■ **Exercise brief**:
Copy out the full listing exactly, omitting any picture it contains.

■ **Input data**:

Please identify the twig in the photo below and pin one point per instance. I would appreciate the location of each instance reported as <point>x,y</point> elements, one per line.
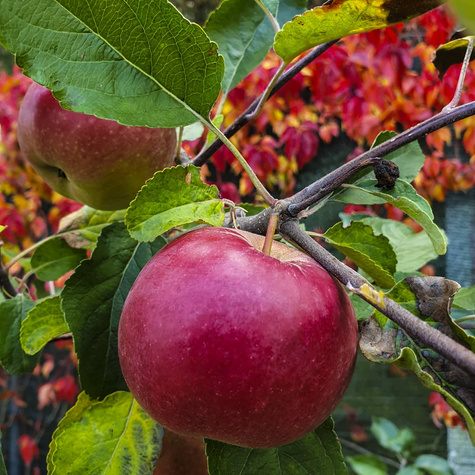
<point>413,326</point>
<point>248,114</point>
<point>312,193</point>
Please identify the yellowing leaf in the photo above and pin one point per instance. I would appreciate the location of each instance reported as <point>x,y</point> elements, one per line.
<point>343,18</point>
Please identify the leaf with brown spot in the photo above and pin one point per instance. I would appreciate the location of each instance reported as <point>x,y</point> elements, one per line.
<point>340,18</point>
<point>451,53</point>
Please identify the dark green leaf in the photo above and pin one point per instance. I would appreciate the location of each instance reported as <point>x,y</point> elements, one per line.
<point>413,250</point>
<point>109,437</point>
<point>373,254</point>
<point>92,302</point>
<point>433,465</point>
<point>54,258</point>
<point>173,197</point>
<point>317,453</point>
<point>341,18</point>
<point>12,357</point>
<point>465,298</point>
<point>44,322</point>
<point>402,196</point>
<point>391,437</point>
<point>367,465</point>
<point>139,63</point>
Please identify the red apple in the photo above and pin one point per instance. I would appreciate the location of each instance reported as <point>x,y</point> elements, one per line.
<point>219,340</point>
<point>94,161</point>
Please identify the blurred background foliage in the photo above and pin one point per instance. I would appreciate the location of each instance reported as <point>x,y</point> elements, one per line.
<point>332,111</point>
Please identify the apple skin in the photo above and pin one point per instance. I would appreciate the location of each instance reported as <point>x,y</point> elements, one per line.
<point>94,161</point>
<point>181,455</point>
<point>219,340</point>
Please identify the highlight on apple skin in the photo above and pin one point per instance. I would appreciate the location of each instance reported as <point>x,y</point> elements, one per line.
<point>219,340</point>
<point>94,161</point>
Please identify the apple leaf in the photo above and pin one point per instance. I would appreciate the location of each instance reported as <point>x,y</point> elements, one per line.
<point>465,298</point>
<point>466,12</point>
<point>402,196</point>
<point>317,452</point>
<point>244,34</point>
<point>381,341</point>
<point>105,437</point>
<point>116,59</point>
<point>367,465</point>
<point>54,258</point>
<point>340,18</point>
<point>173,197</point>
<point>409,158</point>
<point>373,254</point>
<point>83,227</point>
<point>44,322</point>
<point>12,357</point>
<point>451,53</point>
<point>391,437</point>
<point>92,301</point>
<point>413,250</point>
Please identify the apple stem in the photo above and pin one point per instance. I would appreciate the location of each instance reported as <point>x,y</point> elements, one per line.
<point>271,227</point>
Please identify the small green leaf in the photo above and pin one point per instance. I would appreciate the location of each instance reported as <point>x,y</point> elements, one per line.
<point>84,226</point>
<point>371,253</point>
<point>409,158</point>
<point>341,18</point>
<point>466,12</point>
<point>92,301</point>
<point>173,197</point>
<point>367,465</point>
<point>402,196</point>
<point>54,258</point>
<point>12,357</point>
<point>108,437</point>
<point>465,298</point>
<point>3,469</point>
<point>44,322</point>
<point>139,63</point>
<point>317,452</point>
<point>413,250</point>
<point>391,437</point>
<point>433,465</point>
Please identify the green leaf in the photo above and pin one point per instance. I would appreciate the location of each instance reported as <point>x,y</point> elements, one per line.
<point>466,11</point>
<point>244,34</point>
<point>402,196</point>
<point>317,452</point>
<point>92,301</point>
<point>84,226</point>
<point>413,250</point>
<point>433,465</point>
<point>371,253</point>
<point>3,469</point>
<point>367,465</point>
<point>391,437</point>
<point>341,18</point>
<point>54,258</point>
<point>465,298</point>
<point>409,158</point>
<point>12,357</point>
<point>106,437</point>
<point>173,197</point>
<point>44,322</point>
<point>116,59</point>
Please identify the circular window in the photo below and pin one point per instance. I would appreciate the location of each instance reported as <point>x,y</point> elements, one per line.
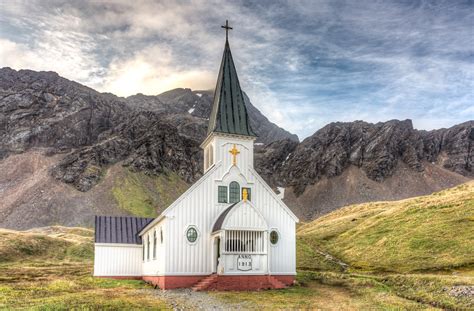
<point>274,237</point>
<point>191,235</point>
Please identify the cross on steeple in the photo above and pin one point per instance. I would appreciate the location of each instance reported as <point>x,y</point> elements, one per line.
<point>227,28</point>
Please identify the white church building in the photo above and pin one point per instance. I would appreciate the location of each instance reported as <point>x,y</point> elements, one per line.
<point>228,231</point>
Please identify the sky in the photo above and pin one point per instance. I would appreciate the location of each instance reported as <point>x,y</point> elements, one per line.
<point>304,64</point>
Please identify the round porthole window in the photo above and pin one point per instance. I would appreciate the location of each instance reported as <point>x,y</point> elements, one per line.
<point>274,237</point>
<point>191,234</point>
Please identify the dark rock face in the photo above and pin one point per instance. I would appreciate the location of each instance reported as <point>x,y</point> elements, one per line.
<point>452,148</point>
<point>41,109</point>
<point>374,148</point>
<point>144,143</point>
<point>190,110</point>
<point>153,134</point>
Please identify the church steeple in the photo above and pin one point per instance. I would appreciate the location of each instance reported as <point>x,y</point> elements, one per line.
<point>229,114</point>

■ **Worked solution**:
Please identify the twig in the photo below and pin one point per instance. I would appreciate the location of each instance reported as <point>x,y</point> elements, one per line.
<point>413,326</point>
<point>248,114</point>
<point>312,193</point>
Please identify the yellowing leaf in the photo above and pin one point per instance. I would appreciate the location of each instance reported as <point>x,y</point> elements, one per line.
<point>343,18</point>
Please identify the leaf with brown spot in the photo above and pin one point per instance. I would appreciate the location of each instance reported as <point>x,y</point> elements, one per line.
<point>340,18</point>
<point>451,53</point>
Please identify the dark green leaf in the photo above and pin one point per instance. I would appreciate the location of each instance reported as <point>x,y</point> elements, one per line.
<point>413,250</point>
<point>109,437</point>
<point>373,254</point>
<point>92,302</point>
<point>433,465</point>
<point>54,258</point>
<point>173,197</point>
<point>317,453</point>
<point>341,18</point>
<point>12,357</point>
<point>465,298</point>
<point>44,322</point>
<point>402,196</point>
<point>391,437</point>
<point>367,465</point>
<point>139,63</point>
Please identify the red apple in the photo above and pin one point per instance. I would appreciate the location of each instance reported as <point>x,y</point> elements, one per line.
<point>219,340</point>
<point>94,161</point>
Please identify the blurred background foliage in the photo above and pin one point per instance. I would appreciate the location of each instance reported as <point>x,y</point> elements, one per line.
<point>332,111</point>
Please identify the apple skin in the photo above and pin one point per instance. I would appreciate the location of each instance reported as <point>x,y</point> elements, one per line.
<point>94,161</point>
<point>181,455</point>
<point>219,340</point>
Please identify the highlight on apple skin in the photo above and pin one point per instance. I would appreciate the location of each instance reported as <point>x,y</point> elements, one per line.
<point>219,340</point>
<point>94,161</point>
Please identify the apple leaf in the photo above and pin one point per instance. I would appreciate the location of each instance reported as <point>x,y</point> elements, one per line.
<point>465,298</point>
<point>466,12</point>
<point>402,196</point>
<point>317,452</point>
<point>244,34</point>
<point>381,341</point>
<point>105,437</point>
<point>116,59</point>
<point>367,465</point>
<point>54,258</point>
<point>340,18</point>
<point>173,197</point>
<point>409,158</point>
<point>373,254</point>
<point>83,227</point>
<point>44,322</point>
<point>12,357</point>
<point>451,53</point>
<point>391,437</point>
<point>92,301</point>
<point>413,250</point>
Please identify the apple stem in the photo above and pin one point per instance. I would appreciate the location of each instance reported as <point>x,y</point> elements, one per line.
<point>271,227</point>
Please identify the small green leaf in the photo above and pin one point per instance. I would appreciate the location of each instance reported as <point>x,y</point> elements, one per line.
<point>84,226</point>
<point>371,253</point>
<point>409,158</point>
<point>341,18</point>
<point>466,12</point>
<point>92,301</point>
<point>173,197</point>
<point>367,465</point>
<point>402,196</point>
<point>54,258</point>
<point>12,357</point>
<point>108,437</point>
<point>465,298</point>
<point>3,469</point>
<point>44,322</point>
<point>139,63</point>
<point>317,452</point>
<point>413,250</point>
<point>391,437</point>
<point>433,465</point>
Please identify the green leaf in the photo above and pin one point per instance. I would appreciate the location of each instance reported as <point>x,y</point> elements, one per line.
<point>466,11</point>
<point>244,34</point>
<point>402,196</point>
<point>317,452</point>
<point>92,301</point>
<point>84,226</point>
<point>413,250</point>
<point>433,465</point>
<point>371,253</point>
<point>3,469</point>
<point>367,465</point>
<point>391,437</point>
<point>341,18</point>
<point>54,258</point>
<point>465,298</point>
<point>409,158</point>
<point>12,357</point>
<point>106,437</point>
<point>173,197</point>
<point>44,322</point>
<point>116,59</point>
Please identify the circular window in the photo below and pin one point per instance. I would appreciate the location of each instance reported as <point>x,y</point> elements, one per line.
<point>274,237</point>
<point>191,235</point>
Please identify the cross on steeple in the photo above and pin one point per instance. I would appreciate the location of each instance reported as <point>x,y</point> elements, one per line.
<point>227,28</point>
Please identify the white church building in the photo above and pin one point per instance. I would appreciate the location of each instance reported as <point>x,y</point> elements, one per line.
<point>228,231</point>
Please identify the sky in the photo above and pin one point per instance. I would appreciate the location of each instance reported as <point>x,y</point> elements, one per line.
<point>304,64</point>
Please identify the round porthole window in the photo above and pin one point per instance. I would appreciate the location of each instance reported as <point>x,y</point> elements, one per line.
<point>274,237</point>
<point>191,234</point>
Please identify the dark rock face in the photo above and pin one point per instance. I would appreciate the location of each instance reported as <point>x,y</point> elements, one per line.
<point>452,148</point>
<point>41,109</point>
<point>374,148</point>
<point>144,143</point>
<point>190,110</point>
<point>153,134</point>
Please identify the church steeple in the photo above and pin one point per instance. I would appreciate the location of each instance reported as <point>x,y</point> elements, one per line.
<point>229,114</point>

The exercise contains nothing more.